● **WORK ITEM**:
If a line appears in the data below, it must appear in your answer exactly as given.

[Records from a collection]
+===+
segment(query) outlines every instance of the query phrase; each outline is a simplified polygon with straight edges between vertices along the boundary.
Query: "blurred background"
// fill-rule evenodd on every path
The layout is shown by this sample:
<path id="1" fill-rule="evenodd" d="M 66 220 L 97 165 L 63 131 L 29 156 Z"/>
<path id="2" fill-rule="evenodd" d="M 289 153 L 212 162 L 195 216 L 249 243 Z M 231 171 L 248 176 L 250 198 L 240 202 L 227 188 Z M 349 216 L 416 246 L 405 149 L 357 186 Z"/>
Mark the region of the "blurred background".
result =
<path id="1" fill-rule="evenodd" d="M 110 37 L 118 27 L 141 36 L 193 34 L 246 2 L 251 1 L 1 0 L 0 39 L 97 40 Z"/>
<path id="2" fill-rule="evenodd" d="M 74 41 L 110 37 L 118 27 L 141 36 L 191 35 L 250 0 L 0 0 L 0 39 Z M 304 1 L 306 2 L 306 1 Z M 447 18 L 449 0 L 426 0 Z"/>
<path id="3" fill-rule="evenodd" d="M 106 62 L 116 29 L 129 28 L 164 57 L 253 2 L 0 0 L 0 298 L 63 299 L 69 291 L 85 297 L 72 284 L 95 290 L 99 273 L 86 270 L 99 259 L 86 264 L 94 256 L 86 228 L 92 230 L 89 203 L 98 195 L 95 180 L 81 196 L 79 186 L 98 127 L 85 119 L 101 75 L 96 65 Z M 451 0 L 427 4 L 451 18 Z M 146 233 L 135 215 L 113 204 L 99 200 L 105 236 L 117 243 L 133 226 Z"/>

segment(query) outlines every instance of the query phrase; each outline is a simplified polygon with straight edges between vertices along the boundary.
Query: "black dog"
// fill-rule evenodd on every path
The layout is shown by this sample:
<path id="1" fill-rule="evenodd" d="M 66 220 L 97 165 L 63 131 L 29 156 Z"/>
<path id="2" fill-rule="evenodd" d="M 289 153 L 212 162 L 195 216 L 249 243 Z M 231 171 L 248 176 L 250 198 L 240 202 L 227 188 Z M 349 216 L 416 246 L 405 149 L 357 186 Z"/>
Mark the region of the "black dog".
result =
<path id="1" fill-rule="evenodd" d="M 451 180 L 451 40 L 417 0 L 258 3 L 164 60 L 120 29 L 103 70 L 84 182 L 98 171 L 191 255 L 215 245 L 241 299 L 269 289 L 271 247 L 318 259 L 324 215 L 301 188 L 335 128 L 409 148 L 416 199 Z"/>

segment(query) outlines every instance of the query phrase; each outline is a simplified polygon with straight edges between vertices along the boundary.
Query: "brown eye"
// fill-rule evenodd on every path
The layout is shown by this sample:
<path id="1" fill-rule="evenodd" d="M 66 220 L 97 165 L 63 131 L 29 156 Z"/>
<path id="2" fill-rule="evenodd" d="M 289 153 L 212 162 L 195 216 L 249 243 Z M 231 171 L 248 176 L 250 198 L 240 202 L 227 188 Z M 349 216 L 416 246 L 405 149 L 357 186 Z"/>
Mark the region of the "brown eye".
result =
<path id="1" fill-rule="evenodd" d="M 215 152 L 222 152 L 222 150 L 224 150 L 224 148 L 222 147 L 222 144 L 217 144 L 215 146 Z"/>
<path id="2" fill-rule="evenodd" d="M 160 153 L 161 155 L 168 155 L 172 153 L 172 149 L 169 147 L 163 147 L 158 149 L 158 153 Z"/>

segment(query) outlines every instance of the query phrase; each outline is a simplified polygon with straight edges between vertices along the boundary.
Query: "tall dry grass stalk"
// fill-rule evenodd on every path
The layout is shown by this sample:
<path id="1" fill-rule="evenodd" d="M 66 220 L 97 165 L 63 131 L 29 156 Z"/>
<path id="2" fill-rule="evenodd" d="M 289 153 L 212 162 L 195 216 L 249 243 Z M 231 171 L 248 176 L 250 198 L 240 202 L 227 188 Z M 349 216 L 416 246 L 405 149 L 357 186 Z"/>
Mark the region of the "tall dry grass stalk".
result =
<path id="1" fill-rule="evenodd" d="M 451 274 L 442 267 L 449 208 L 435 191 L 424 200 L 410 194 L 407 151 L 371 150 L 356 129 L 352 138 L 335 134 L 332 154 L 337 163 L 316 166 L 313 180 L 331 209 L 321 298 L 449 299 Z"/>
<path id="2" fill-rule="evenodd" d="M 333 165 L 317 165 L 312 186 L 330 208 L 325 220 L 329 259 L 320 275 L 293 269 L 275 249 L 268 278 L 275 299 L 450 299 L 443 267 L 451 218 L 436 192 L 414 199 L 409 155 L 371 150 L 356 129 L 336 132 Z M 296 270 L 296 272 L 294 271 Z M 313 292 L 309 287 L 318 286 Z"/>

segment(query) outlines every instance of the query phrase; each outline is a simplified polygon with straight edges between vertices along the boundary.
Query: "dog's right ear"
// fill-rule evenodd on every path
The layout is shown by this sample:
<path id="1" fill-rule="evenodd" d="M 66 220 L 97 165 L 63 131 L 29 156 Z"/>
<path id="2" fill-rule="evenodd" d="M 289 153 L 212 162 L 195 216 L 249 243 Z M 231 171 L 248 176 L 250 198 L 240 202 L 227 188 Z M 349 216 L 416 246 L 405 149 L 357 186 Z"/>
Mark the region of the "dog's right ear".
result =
+===+
● **ANSWER TO THIS PROBLEM**:
segment(query) outlines every instance of the query phrase; each outline is a simplified polygon with straight edges between vertices along the boundary.
Query: "blurred background"
// fill-rule evenodd on every path
The layout is shown by this sample:
<path id="1" fill-rule="evenodd" d="M 66 220 L 97 165 L 63 131 L 29 156 Z"/>
<path id="2" fill-rule="evenodd" d="M 289 153 L 212 162 L 195 216 L 249 243 Z M 231 171 L 248 176 L 250 198 L 240 202 L 227 188 Z M 349 216 L 416 246 L 405 149 L 357 186 Z"/>
Mark the region of the "blurred background".
result =
<path id="1" fill-rule="evenodd" d="M 110 37 L 118 27 L 141 36 L 193 34 L 246 2 L 251 1 L 1 0 L 0 39 L 97 40 Z"/>
<path id="2" fill-rule="evenodd" d="M 74 41 L 110 37 L 118 27 L 141 36 L 191 35 L 250 0 L 0 0 L 0 39 Z M 304 1 L 306 2 L 306 1 Z M 447 18 L 449 0 L 426 0 Z"/>
<path id="3" fill-rule="evenodd" d="M 106 62 L 116 29 L 129 28 L 164 57 L 253 2 L 0 0 L 0 298 L 63 299 L 69 291 L 85 297 L 72 284 L 95 290 L 99 273 L 86 270 L 99 259 L 86 264 L 94 256 L 86 228 L 92 230 L 89 203 L 98 195 L 95 180 L 81 196 L 79 186 L 98 127 L 85 119 L 101 75 L 96 65 Z M 451 0 L 427 4 L 451 18 Z M 146 233 L 135 215 L 113 204 L 99 200 L 105 236 L 117 243 L 133 226 Z"/>

segment(query) outlines every instance of the query phrase; each outline is a simplified polygon with straight edges between vertices along the boundary.
Query: "black dog"
// fill-rule evenodd on every path
The layout is shown by this sample:
<path id="1" fill-rule="evenodd" d="M 66 220 L 97 165 L 63 131 L 29 156 Z"/>
<path id="2" fill-rule="evenodd" d="M 289 153 L 212 162 L 195 216 L 249 243 Z M 231 171 L 248 176 L 250 198 L 240 202 L 227 188 Z M 349 216 L 416 246 L 405 149 L 357 186 Z"/>
Mark the region of the "black dog".
result =
<path id="1" fill-rule="evenodd" d="M 451 180 L 451 40 L 417 0 L 258 3 L 164 60 L 120 29 L 103 70 L 84 182 L 98 171 L 191 255 L 215 245 L 241 299 L 269 289 L 271 247 L 318 259 L 324 215 L 301 188 L 335 128 L 409 148 L 416 199 Z"/>

segment(query) outlines every instance of the query phrase; each outline is a simplified polygon with straight edges between vertices along the boundary.
Query: "brown eye"
// fill-rule evenodd on every path
The layout is shown by this sample:
<path id="1" fill-rule="evenodd" d="M 66 220 L 97 165 L 63 131 L 29 156 Z"/>
<path id="2" fill-rule="evenodd" d="M 289 153 L 212 162 L 195 216 L 249 243 Z M 231 171 L 248 176 L 250 198 L 240 202 L 227 188 Z M 349 216 L 416 246 L 405 149 L 357 186 Z"/>
Mark the region of the "brown eye".
result =
<path id="1" fill-rule="evenodd" d="M 215 152 L 222 152 L 222 150 L 224 150 L 224 148 L 222 147 L 222 144 L 217 144 L 215 146 Z"/>
<path id="2" fill-rule="evenodd" d="M 160 153 L 161 155 L 168 155 L 172 153 L 172 149 L 169 147 L 163 147 L 158 149 L 158 153 Z"/>

segment(query) outlines every instance of the query phrase; each outline is a simplified polygon with straight edges between vertices along the boundary.
Query: "tall dry grass stalk"
// fill-rule evenodd on every path
The layout is shown by this sample:
<path id="1" fill-rule="evenodd" d="M 66 220 L 97 165 L 63 131 L 29 156 Z"/>
<path id="2" fill-rule="evenodd" d="M 289 153 L 212 162 L 195 216 L 249 243 Z M 231 171 L 248 176 L 250 198 L 240 202 L 227 188 Z M 349 216 L 416 246 L 405 149 L 357 186 Z"/>
Mark the region of the "tall dry grass stalk".
result =
<path id="1" fill-rule="evenodd" d="M 451 274 L 442 267 L 449 208 L 435 191 L 424 200 L 410 194 L 407 151 L 371 150 L 356 129 L 352 138 L 335 134 L 332 154 L 337 163 L 316 166 L 313 180 L 331 209 L 321 298 L 449 299 Z"/>
<path id="2" fill-rule="evenodd" d="M 333 165 L 317 165 L 312 186 L 330 208 L 325 220 L 329 259 L 320 275 L 293 269 L 275 249 L 268 278 L 275 299 L 450 299 L 443 267 L 451 218 L 436 192 L 414 199 L 409 155 L 371 150 L 356 129 L 336 132 Z M 296 270 L 296 272 L 294 271 Z M 313 292 L 309 287 L 318 286 Z"/>

segment(query) outlines every instance of the query phrase; each outline is a simplified polygon with straight edges between vertices along the boundary.
Query: "dog's right ear"
// fill-rule evenodd on every path
The layout is shown by this sample:
<path id="1" fill-rule="evenodd" d="M 66 220 L 97 165 L 63 131 L 29 156 Z"/>
<path id="2" fill-rule="evenodd" d="M 289 153 L 212 162 L 195 216 L 249 243 Z M 231 171 L 248 176 L 250 198 L 240 202 L 227 188 Z M 349 216 L 416 246 L 405 149 L 357 186 Z"/>
Mark the region of the "dog's right ear".
result =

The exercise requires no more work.